--- Provided entries ---

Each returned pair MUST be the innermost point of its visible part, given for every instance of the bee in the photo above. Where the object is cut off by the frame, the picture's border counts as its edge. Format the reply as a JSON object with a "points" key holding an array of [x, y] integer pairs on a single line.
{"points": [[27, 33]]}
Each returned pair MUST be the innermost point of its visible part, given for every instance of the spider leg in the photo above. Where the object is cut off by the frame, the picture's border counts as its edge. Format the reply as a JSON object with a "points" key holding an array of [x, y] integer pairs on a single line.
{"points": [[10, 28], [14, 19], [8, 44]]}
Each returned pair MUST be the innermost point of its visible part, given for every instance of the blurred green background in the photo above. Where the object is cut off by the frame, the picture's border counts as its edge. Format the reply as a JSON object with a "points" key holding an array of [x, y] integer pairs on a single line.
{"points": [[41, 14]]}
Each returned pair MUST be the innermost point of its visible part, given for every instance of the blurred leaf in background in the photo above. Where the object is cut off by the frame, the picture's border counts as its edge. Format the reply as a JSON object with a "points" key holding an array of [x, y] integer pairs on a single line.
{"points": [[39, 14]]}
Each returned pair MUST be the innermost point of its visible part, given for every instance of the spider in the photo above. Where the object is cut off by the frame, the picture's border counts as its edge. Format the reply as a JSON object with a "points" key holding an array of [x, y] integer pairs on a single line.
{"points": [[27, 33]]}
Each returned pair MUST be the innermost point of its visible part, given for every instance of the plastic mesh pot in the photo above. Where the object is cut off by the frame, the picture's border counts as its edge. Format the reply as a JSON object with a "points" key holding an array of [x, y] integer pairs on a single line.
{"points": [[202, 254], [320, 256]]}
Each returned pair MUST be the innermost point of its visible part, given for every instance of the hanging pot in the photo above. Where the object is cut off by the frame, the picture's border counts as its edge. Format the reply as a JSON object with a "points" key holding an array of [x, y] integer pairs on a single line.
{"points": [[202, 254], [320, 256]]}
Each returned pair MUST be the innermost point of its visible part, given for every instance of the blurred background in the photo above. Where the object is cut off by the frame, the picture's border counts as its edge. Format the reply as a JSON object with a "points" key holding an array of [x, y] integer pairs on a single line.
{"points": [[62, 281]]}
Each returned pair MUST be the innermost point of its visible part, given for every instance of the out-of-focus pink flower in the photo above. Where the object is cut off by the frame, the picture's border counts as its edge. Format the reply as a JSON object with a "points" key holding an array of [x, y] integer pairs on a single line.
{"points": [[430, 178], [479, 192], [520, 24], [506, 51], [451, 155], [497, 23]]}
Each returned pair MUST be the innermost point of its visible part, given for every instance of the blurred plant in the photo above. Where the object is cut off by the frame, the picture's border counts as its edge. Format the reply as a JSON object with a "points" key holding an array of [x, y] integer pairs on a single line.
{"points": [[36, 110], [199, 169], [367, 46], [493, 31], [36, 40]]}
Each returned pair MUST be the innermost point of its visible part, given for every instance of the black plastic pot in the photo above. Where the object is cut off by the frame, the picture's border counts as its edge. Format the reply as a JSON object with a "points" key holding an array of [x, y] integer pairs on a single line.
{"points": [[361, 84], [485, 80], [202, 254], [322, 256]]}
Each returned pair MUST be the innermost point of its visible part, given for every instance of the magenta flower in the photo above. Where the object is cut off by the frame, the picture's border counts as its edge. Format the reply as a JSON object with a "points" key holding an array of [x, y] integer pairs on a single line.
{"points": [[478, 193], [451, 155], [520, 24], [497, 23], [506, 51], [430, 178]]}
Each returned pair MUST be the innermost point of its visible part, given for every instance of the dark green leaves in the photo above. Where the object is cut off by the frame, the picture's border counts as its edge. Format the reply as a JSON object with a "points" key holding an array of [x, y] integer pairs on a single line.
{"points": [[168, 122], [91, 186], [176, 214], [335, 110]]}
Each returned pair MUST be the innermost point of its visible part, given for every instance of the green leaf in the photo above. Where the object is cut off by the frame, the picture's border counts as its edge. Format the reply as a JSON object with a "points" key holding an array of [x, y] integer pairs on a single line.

---

=== Given request ===
Write the entire listing out again, word for word.

=== Exercise result ===
Each returned pair MUST be the innermost point of its visible part, given for every instance of the bee in the photo above. Where the object is cut off by the frame, the picture's border counts as its edge. Format the reply as a JSON object with a "points" key holding an array of [x, y] integer pairs on a single line.
{"points": [[27, 33]]}
Each returned pair MUST be the innermost point of its visible part, given for every instance of the spider leg in the photo above. Where the object is cut off by the frame, the picture's border counts as its edge. Format the reply as a JSON object with a "points" key holding an array of [x, y] integer pairs on a single line.
{"points": [[10, 28], [14, 19], [8, 44]]}
Each returned pair MUST be the innermost point of its visible part, given for every instance of the blurred green background in the photo above. Where the object is cut off by the frame, the picture's border counts as its edge. Format the reply as a JSON object with a "points" key holding an array of [x, y] integer pairs on a single line.
{"points": [[41, 14]]}
Each returned pair MUST be the innermost point of its visible part, given for every instance of the blurred leaf in background in the photo above. Where the object is cut off by the frame, the picture's border counts as its edge. Format the reply as a JSON object with a "points" key holding an array of [x, y] integer pairs on a single line.
{"points": [[39, 14]]}
Each returned pair MUST be the innermost point of its visible part, given for every instance of the spider in the photo above. Where the object is cut off by the frame, the picture's border counts as its edge. Format the reply as a JSON object with a "points" key holding an array of [x, y] integer pairs on a single line.
{"points": [[27, 33]]}
Each returned pair MUST be the innermost point of its visible part, given for every instance of the plastic mesh pot in the photo above. Where the object is cut off by the frame, the picture's border counts as its edge. Format the reply as a JSON object with a "points" key holding an array of [x, y] integer pairs on a single line.
{"points": [[202, 254], [320, 256]]}
Each returned pair MUST be the innermost point of its visible part, given for every instance of the hanging pot in the photo above. Where the object is cut off by the frame, the picture's border counts as its edge. Format the reply as a JSON object with a "points" key holding an array of [x, y] integer pairs on a single line.
{"points": [[202, 254], [320, 256]]}
Each returned pair MUST be the innermost point of its visible part, given for every instance of the blurred background in the photo above. Where the object is cut off by the frame, the picture's border counts as its edge. Format the reply as a JSON object with a "points" key holding an array of [x, y] integer pairs on a single line.
{"points": [[62, 281]]}
Each returned pair MUST be the innermost point of its visible part, given for every instance of the out-of-focus pink flower in the photo above. Where the object is cut off by the frame, the picture's border counts as its edge. Format the reply as a JSON object with a "points" key holding an array of [x, y] integer pairs on a single line.
{"points": [[430, 178], [479, 192], [520, 24], [506, 51], [451, 155], [497, 23]]}
Each returned pair MUST be the innermost point of its visible part, given for every instance of the blurred plant in the photo above. Where the object is cut off by the frame, the picture's border counts as its edge. Format the reply as a JSON object with a "points" key holding an array of [x, y] integer pairs on a single line.
{"points": [[36, 110], [199, 169], [367, 46], [493, 31], [36, 40]]}
Each returned pair MUST be the innermost point of its visible part, given for every instance of the black plastic pot in the photo above. Where the object is cut off by the frame, the picture's border counts as its edge. Format the reply as a JSON object with a "points" key holding an array of [x, y] integer pairs on a single line.
{"points": [[361, 84], [485, 80], [202, 254], [322, 256]]}
Each returned pair MUST be the innermost point of its visible part, given for every instance of the magenta flower in the photo above. Where the object is cut off by the frame, the picture's border counts as its edge. Format the reply as a JSON object with a "points" key holding an array of [x, y] integer pairs on a single line.
{"points": [[478, 193], [451, 155], [520, 24], [497, 23], [506, 51], [430, 178]]}
Each returned pair MUST be the innermost point of its visible part, given for every instance of the dark green leaves in the photo above. Where the object is cut off by the frame, the picture's border counts as its edge. Format the reply as a JSON object with a "points" key holding an array of [x, y] integer pairs on a single line.
{"points": [[168, 122], [91, 186], [176, 214], [335, 110]]}
Each returned pair MUST be the innermost point of its visible part, given for every instance of the green leaf in the photo above. Where the object is cut off by the frame, the picture's border counts as its edge. Format the reply as a JSON object with a "points" key holding an array of [x, y] integer pairs on a single line.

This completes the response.